== Records to use
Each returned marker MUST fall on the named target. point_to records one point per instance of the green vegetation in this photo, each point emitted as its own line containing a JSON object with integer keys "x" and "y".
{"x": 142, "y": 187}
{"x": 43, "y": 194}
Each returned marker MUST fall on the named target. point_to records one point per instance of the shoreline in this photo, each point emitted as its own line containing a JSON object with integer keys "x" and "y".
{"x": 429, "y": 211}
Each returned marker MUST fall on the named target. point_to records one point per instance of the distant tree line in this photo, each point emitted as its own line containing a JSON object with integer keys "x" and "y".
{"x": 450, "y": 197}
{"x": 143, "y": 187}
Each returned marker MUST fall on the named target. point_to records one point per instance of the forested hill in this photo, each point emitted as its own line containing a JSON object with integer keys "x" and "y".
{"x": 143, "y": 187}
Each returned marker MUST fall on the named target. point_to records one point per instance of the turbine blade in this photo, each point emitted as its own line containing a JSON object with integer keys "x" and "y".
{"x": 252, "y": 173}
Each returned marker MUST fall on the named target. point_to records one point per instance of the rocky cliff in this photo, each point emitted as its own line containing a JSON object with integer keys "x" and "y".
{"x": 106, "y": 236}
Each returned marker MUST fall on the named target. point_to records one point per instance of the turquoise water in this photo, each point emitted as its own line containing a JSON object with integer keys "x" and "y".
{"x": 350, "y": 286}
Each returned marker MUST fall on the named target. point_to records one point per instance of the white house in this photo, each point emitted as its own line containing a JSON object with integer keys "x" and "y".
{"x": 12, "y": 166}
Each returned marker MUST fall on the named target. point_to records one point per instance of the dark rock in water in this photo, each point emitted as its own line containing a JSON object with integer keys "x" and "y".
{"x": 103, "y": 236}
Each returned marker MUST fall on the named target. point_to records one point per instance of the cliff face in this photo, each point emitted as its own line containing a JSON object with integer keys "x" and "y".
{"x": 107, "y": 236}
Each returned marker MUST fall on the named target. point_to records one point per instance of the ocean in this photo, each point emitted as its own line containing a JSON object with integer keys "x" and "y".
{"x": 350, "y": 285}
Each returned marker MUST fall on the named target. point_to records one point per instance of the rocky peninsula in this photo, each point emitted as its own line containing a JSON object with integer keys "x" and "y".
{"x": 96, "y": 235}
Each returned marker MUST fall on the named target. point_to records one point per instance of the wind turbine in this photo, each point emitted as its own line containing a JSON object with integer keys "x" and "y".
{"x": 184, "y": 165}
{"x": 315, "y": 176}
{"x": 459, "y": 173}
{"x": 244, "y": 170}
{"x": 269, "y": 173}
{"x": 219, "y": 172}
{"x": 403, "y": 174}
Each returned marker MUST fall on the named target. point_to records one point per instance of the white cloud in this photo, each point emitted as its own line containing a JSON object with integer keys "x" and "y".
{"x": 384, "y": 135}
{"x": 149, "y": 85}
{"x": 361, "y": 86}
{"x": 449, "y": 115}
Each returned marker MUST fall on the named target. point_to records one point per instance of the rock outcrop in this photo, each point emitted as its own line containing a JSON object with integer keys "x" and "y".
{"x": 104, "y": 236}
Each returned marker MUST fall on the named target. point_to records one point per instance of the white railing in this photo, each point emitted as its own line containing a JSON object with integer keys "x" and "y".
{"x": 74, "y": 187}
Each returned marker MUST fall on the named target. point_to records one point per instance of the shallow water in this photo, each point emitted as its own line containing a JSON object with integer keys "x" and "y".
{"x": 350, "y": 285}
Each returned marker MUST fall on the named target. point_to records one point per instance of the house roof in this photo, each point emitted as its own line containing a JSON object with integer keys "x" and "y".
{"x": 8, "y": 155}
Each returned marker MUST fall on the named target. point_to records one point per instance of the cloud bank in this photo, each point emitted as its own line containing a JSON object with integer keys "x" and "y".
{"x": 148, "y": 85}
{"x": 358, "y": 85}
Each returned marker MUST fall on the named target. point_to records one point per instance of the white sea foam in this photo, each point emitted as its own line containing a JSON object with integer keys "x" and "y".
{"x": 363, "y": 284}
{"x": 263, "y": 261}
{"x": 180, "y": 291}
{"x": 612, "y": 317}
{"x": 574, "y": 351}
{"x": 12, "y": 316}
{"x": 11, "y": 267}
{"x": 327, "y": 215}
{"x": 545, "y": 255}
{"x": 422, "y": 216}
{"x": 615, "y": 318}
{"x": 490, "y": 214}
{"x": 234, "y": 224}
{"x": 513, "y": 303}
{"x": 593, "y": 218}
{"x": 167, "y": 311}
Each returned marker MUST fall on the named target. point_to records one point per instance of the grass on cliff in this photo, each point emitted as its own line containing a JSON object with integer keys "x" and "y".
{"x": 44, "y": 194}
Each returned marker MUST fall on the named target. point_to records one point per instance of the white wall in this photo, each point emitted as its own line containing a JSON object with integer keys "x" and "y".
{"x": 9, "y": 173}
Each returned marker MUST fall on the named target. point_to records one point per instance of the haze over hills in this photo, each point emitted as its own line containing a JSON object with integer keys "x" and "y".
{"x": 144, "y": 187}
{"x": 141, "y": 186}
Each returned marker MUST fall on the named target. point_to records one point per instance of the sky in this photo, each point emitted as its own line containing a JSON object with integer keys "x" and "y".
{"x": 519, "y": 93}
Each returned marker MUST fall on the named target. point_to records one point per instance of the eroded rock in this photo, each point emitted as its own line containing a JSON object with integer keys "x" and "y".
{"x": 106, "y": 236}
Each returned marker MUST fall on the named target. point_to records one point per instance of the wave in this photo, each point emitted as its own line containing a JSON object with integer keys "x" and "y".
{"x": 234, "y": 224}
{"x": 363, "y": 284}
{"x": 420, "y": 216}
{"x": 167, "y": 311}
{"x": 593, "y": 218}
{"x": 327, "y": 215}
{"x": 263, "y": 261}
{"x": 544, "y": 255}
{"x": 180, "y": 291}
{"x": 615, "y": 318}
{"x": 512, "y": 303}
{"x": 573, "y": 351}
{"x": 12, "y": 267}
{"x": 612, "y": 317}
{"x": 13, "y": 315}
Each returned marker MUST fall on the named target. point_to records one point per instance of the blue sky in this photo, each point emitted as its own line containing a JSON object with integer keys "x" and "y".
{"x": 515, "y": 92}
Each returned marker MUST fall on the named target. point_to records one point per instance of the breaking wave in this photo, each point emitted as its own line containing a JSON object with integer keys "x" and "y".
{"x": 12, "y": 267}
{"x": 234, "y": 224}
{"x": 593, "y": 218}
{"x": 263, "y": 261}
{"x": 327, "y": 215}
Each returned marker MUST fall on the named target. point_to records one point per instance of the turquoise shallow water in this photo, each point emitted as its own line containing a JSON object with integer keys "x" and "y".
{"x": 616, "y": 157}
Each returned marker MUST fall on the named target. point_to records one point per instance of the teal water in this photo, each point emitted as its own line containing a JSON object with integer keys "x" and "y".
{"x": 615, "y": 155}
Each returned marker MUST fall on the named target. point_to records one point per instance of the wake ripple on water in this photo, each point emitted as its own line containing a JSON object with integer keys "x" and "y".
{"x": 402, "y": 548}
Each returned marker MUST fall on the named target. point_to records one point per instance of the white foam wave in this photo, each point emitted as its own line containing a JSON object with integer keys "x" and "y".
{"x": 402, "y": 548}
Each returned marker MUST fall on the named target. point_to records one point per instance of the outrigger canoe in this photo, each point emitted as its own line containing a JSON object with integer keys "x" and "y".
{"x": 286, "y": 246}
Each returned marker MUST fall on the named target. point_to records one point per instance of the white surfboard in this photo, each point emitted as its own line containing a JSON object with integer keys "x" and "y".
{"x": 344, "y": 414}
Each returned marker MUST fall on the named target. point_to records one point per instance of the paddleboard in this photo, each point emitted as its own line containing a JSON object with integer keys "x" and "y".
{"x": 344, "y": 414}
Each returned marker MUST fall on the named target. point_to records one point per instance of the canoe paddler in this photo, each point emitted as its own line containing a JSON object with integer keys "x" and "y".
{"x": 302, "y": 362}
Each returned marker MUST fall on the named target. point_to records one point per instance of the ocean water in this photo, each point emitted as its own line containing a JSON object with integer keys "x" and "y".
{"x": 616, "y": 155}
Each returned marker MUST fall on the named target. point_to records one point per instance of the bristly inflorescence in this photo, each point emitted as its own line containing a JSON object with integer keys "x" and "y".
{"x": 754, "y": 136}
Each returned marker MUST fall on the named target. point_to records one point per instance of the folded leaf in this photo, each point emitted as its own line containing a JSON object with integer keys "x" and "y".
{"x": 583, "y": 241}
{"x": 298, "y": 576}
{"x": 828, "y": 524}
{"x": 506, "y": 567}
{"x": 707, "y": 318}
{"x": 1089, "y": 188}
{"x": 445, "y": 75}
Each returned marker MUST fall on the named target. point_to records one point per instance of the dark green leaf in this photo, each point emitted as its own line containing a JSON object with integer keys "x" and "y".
====
Required work:
Write out, word for word, every line from the one containing "of the bristly" through the last line of the records above.

Reply:
Each returned marker MUST fall on the named target. point_to records one point per instance of the bristly inflorescence in this photo, each point emitted as its own line containing a JSON object with integer keys "x" and "y".
{"x": 754, "y": 136}
Each returned marker MUST fall on the named target. point_to records one point per instance of the folded leaf in this photo, each point emitted as its own line containing a JSON object with integer keys "x" and "y".
{"x": 583, "y": 241}
{"x": 298, "y": 576}
{"x": 828, "y": 524}
{"x": 506, "y": 567}
{"x": 707, "y": 318}
{"x": 1089, "y": 188}
{"x": 445, "y": 75}
Each returned marker MUST fall on the named target. point_to records one point per instance of the dark green leaf in this photo, each point emitted as its own line containing a JSON object with integer keys "x" and "y".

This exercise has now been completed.